- [WORK ORDER] Transcribe each record exactly. Include every one.

- [DATA EXTRACT]
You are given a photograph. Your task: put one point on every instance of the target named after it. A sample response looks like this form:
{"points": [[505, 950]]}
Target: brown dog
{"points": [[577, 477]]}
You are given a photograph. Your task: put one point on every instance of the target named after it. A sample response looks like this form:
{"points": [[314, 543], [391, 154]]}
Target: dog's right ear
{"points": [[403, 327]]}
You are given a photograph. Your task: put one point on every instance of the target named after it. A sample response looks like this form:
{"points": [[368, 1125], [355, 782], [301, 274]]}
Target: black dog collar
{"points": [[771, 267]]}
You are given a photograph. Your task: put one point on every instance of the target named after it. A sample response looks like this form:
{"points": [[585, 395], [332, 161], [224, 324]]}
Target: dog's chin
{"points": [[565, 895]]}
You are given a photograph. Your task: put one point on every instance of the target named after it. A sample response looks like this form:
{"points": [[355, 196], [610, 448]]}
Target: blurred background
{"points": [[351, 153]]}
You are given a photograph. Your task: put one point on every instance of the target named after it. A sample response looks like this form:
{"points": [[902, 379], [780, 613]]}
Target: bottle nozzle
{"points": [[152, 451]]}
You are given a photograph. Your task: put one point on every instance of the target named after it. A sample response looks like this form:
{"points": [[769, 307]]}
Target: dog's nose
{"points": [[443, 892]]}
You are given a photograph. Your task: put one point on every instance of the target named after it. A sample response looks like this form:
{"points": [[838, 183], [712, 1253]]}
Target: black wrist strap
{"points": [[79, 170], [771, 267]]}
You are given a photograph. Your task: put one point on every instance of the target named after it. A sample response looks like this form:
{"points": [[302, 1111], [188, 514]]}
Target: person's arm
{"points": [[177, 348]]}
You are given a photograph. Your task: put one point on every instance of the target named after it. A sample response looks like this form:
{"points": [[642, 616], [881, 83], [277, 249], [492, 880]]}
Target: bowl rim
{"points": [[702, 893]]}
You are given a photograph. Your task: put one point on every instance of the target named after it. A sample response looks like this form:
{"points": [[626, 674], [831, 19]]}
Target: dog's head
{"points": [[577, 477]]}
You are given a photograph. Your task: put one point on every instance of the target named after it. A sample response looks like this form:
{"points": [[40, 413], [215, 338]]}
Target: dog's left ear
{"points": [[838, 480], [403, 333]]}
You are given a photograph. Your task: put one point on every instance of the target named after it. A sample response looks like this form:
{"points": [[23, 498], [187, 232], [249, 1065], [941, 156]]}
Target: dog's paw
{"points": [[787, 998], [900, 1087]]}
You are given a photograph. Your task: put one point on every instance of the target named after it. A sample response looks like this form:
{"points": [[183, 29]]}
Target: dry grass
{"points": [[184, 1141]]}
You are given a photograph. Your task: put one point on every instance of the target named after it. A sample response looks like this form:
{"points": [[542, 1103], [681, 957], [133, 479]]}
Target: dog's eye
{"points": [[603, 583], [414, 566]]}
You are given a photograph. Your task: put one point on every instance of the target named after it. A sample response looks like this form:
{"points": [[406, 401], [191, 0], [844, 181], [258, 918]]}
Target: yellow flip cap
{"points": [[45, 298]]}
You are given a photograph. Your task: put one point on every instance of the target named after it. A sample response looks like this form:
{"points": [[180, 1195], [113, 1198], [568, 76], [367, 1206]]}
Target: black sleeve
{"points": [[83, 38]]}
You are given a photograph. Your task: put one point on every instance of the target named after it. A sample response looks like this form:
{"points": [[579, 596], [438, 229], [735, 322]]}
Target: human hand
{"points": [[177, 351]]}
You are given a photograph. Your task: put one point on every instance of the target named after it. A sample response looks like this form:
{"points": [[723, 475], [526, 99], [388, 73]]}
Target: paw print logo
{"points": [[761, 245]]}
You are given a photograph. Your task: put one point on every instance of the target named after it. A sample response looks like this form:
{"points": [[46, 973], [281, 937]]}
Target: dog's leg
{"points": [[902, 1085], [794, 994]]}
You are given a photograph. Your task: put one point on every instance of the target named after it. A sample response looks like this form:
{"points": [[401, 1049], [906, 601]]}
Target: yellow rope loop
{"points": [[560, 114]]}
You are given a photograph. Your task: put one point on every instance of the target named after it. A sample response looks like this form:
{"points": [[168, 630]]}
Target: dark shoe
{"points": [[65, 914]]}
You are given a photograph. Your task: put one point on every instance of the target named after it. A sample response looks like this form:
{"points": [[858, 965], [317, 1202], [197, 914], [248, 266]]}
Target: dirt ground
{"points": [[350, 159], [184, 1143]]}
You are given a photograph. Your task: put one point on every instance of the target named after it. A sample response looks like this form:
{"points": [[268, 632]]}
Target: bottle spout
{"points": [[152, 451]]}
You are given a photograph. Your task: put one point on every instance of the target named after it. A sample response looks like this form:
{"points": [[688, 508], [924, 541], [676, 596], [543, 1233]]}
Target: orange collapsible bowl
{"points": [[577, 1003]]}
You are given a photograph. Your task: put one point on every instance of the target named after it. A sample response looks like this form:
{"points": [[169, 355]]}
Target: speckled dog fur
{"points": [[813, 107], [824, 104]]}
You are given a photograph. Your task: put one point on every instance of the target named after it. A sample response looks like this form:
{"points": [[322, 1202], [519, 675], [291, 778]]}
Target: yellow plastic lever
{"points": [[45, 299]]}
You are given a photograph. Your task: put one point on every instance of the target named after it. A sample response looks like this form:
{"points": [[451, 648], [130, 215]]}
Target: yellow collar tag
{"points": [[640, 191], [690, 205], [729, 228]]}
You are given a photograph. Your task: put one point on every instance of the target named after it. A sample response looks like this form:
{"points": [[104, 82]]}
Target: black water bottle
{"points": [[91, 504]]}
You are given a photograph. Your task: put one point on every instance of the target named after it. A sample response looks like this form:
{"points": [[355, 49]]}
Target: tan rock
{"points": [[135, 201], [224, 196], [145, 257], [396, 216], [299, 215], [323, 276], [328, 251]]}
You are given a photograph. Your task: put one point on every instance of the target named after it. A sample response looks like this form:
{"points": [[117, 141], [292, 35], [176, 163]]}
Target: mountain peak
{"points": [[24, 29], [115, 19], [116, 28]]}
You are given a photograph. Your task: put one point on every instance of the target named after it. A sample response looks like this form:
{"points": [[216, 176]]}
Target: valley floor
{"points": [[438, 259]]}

- [RESPONSE]
You are given a photograph. Your task: put one point on every instance of the target named after it. A sample response looks like this form:
{"points": [[505, 950]]}
Target: brown dog
{"points": [[577, 477]]}
You are given a photograph. Your task: put one point on every instance of the target named after it. A sample response looks like this form:
{"points": [[314, 543], [391, 154]]}
Target: dog's right ear
{"points": [[403, 327]]}
You are given a photograph. Your task: put one point on every instance of the target named after it. A sample response looks like this form:
{"points": [[368, 1125], [355, 782], [301, 274]]}
Target: black dog collar
{"points": [[771, 267]]}
You are given a photograph. Your task: put one point on every instance of the target named after it. A sample response looks like this form:
{"points": [[585, 395], [332, 161], [224, 324]]}
Target: dog's chin
{"points": [[565, 895]]}
You are given a photograph. Your task: put one point on every instance of the target named after it. A sample response looks like this form:
{"points": [[355, 196], [610, 448]]}
Target: blurred background
{"points": [[351, 153]]}
You are given a photograph. Your task: put one point on every instance of the target named after it. A sample response looks like this form:
{"points": [[902, 379], [780, 613]]}
Target: bottle nozzle
{"points": [[152, 451]]}
You are given a photograph. Your task: put one point on every instance of the target named after it. A sample response looks like this form:
{"points": [[769, 307]]}
Target: dog's nose
{"points": [[443, 892]]}
You are given a photograph. Your task: put one point on every instance of the target named after it. A sample response looks like this form:
{"points": [[838, 183], [712, 1253]]}
Target: black wrist strap
{"points": [[79, 170], [771, 267]]}
You are given a photograph. Your task: put one point on every instance of the target named after it. A sample response looks like this form:
{"points": [[302, 1111], [188, 514]]}
Target: person's arm
{"points": [[177, 348]]}
You are given a photograph. Your task: put one point on every instance of the target named after it. A sample response looks like this form:
{"points": [[642, 616], [881, 83], [277, 249], [492, 880]]}
Target: bowl rim
{"points": [[702, 893]]}
You are given a photograph. Your task: put one point on every instance of the target named after it. A sample response looks like this form:
{"points": [[626, 674], [831, 19]]}
Target: dog's head
{"points": [[577, 477]]}
You are given a photograph. Your task: put one point on every instance of the target named after it. A sample response looks like this form:
{"points": [[40, 413], [215, 338]]}
Target: dog's left ear
{"points": [[838, 480], [403, 333]]}
You are given a photograph. Your task: put one point on every instance of the target named after it. A sample response looks like this form:
{"points": [[23, 498], [187, 232], [249, 1065], [941, 156]]}
Target: dog's paw
{"points": [[787, 998], [900, 1087]]}
You are given a photograph. Your task: put one point on every instance of the target named after it. A sample response looks like this form:
{"points": [[183, 29]]}
Target: dry grass
{"points": [[184, 1141]]}
You are given a photograph. Your task: put one point on every instance of the target named after it. A sample response looks like this form:
{"points": [[542, 1103], [681, 957], [133, 479]]}
Target: dog's eye
{"points": [[603, 583], [414, 566]]}
You are given a photograph. Your task: put one point on every instance of the target named after it. A sample response looks like this form:
{"points": [[406, 401], [191, 0], [844, 181], [258, 918]]}
Target: yellow flip cap
{"points": [[45, 298]]}
You are given a photograph. Your task: put one point on every instance of the target named after it. A sample response looks like this form:
{"points": [[180, 1195], [113, 1198], [568, 76], [367, 1206]]}
Target: black sleeve
{"points": [[83, 38]]}
You are given a photograph. Your task: put one point on every instance of the target named after it. A sample response looks like this form:
{"points": [[579, 596], [438, 229], [735, 322]]}
Target: human hand
{"points": [[177, 351]]}
You are given a photograph. Your task: put one point on every instance of the target named after it. A sample response looks like this form:
{"points": [[723, 475], [526, 99], [388, 73]]}
Target: paw print logo
{"points": [[761, 245]]}
You are given a photograph. Your task: put one point on every instance of the target named after it. A sample response looks like this form:
{"points": [[46, 973], [281, 937]]}
Target: dog's leg
{"points": [[902, 1085], [794, 994]]}
You are given a photograph. Your task: put one point on every instance of the target named after it. A sample response looks like this form:
{"points": [[401, 1049], [906, 601]]}
Target: yellow rope loop
{"points": [[560, 114]]}
You are given a photograph. Your task: put one point on every instance of the target named after it. A sample response looks like this form:
{"points": [[168, 630]]}
Target: dark shoe
{"points": [[65, 914]]}
You are given a photograph. Your task: put one point on every instance of the target named after it. A sample response looks like this form:
{"points": [[858, 965], [317, 1202], [197, 914], [248, 266]]}
Target: dirt ground
{"points": [[350, 159], [184, 1143]]}
You are given a photograph. Your task: put one point on every instance of the target named after it. A sample response looks like this form:
{"points": [[268, 632]]}
Target: bottle spout
{"points": [[152, 451]]}
You are given a photograph. Your task: put one point on every instance of the target named after it. A sample response looks like this form:
{"points": [[688, 508], [924, 541], [676, 596], [543, 1233]]}
Target: orange collapsible bowl
{"points": [[577, 1003]]}
You are given a photograph. Your task: put one point on every instance of the target named after it. A sample response looks like this form:
{"points": [[169, 355]]}
Target: speckled dog fur
{"points": [[813, 107], [824, 104]]}
You are given a photograph. Your task: put one point on every instance of the target named after it. A sample response looks like this form:
{"points": [[322, 1202], [519, 675], [291, 778]]}
Target: yellow plastic lever
{"points": [[45, 299]]}
You are given a photograph. Your task: put one point on every instance of the target named after it. A sample response looks like this form:
{"points": [[451, 648], [130, 215]]}
Target: yellow collar tag
{"points": [[640, 191], [690, 205], [729, 228]]}
You are given a photograph. Your task: put one point on every instance of the target named after it. A sample response looks like this form:
{"points": [[104, 82]]}
Target: black water bottle
{"points": [[91, 504]]}
You are given a photograph. Your task: put one point on every instance of the target named after it. A sample response looks like this form:
{"points": [[355, 49]]}
Target: tan rock
{"points": [[135, 201], [224, 196], [145, 257], [396, 216], [299, 215], [323, 276], [328, 251]]}
You are given a photograph. Your task: put one point on every instance of the target named after it. A sample response looks like this form:
{"points": [[117, 141], [292, 35], [176, 163]]}
Target: mountain peak
{"points": [[24, 29], [115, 19], [116, 28]]}
You are given a photograph. Your task: put one point on every instance of the target named after it. A sample response looks like this form:
{"points": [[216, 176]]}
Target: valley floor
{"points": [[438, 259]]}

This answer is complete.